[[ Provided data open ]]

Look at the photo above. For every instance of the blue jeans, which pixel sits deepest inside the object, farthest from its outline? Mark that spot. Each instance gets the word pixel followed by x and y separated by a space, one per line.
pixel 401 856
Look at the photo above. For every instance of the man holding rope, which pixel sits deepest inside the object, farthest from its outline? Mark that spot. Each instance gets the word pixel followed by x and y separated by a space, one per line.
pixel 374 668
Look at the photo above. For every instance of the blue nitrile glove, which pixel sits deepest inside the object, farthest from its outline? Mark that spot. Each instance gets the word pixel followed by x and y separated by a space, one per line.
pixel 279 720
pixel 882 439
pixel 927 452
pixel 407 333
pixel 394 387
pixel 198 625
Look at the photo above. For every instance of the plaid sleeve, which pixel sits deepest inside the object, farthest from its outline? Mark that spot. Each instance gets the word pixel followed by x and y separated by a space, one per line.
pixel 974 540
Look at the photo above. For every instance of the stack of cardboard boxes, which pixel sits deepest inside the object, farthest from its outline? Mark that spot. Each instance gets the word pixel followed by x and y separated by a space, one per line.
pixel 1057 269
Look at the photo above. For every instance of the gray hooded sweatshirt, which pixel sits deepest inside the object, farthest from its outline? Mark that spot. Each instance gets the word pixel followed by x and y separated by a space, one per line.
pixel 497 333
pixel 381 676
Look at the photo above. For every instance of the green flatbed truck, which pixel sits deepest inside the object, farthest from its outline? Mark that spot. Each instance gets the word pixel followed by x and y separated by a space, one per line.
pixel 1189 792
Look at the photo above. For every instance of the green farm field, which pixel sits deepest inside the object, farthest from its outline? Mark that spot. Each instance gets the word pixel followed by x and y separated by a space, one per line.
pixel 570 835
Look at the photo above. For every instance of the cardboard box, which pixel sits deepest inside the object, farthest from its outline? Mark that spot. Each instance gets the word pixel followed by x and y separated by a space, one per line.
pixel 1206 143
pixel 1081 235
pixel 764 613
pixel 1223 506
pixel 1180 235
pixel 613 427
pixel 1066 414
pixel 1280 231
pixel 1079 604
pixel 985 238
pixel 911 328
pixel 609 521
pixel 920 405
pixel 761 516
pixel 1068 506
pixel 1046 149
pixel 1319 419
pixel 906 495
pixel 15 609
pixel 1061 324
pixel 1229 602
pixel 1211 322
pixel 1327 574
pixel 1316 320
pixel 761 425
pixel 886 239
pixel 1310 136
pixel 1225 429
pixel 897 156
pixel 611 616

[[ Provided data closed ]]

Work instructions -> All the entries above must be repeated exactly as they were given.

Output for this exercise ->
Look at the photo above. For every instance of the blue jeans, which pixel sits deepest inside the object, farthest from its outline? Mark that spot. Each instance gets the word pixel followed by x and y separated by a space, one per line.
pixel 401 856
Look at the photo above. For every instance of the man holding rope, which pixel sits deepest inside the object, farthest from its outline? Mark that spot. Each instance gets the word pixel followed by x and y separated by a space, one per line.
pixel 374 668
Look at the photo above. For every instance of the blue nitrile glove, which pixel sits deepest inside the object, farthest from its outline? Mark that spot. Each instance gets the word pixel followed by x and y separated by a space, one per line.
pixel 279 720
pixel 882 439
pixel 927 452
pixel 407 333
pixel 394 387
pixel 198 625
Look at the photo above. For every instance of the plaid sleeve, which pixel sits deepest inside the object, farthest from its outline? Mark that spot. Each instance gets the word pixel followed by x and y separated by a space, one per line.
pixel 974 540
Look at the photo above. For every instance of the stack of cardboard boxes, which pixel sits deepest inside the object, farthest from its outline? Mark that spot. Each instance gets the word pixel followed by x and y separated by a space, one per line.
pixel 1057 269
Look at the photo above. For every instance of the gray hooded sweatshirt, which pixel sits deepest inside the object, farthest from its outline? Mark that spot. Each instance gets the word pixel followed by x and y separated by a space, one per line.
pixel 497 333
pixel 381 676
Look at the photo above. For every instance of the green flatbed truck, which pixel sits deepest inside the object, farthest from its outline? Mark that spot. Each instance gets the word pixel followed by x and y separated by a space, one per line.
pixel 1189 792
Look at the photo above. For every instance of the green farm field, which pixel sits deepest inside the object, farthest from its outline? Mark that spot. Each instance gets the word pixel followed by x and y separated by a space, one per line.
pixel 570 835
Look at the photo above. For every instance of the cardboard box, which pixel sits deepest inside the object, farthest from its outline? Mark that spot. Each instance gets the word pixel followed by x and y separated by a space, one per line.
pixel 1206 143
pixel 1081 235
pixel 764 613
pixel 1223 506
pixel 1180 235
pixel 613 427
pixel 1066 414
pixel 1280 231
pixel 1079 604
pixel 985 238
pixel 911 328
pixel 609 521
pixel 920 405
pixel 761 516
pixel 1068 506
pixel 1046 149
pixel 1319 419
pixel 906 495
pixel 15 609
pixel 1061 324
pixel 1229 602
pixel 1211 322
pixel 1327 574
pixel 1316 320
pixel 761 425
pixel 886 239
pixel 1310 136
pixel 1225 429
pixel 897 156
pixel 611 616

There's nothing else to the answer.